--- Start Input ---

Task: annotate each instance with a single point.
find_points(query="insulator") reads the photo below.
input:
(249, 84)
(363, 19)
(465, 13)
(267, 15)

--- End Input ---

*What the exercise asks*
Repeat the material above in full, exactly as it stands.

*The solution*
Task: annotate each instance with a single point.
find_points(query="insulator") reads the photo below.
input:
(249, 84)
(363, 19)
(465, 13)
(267, 15)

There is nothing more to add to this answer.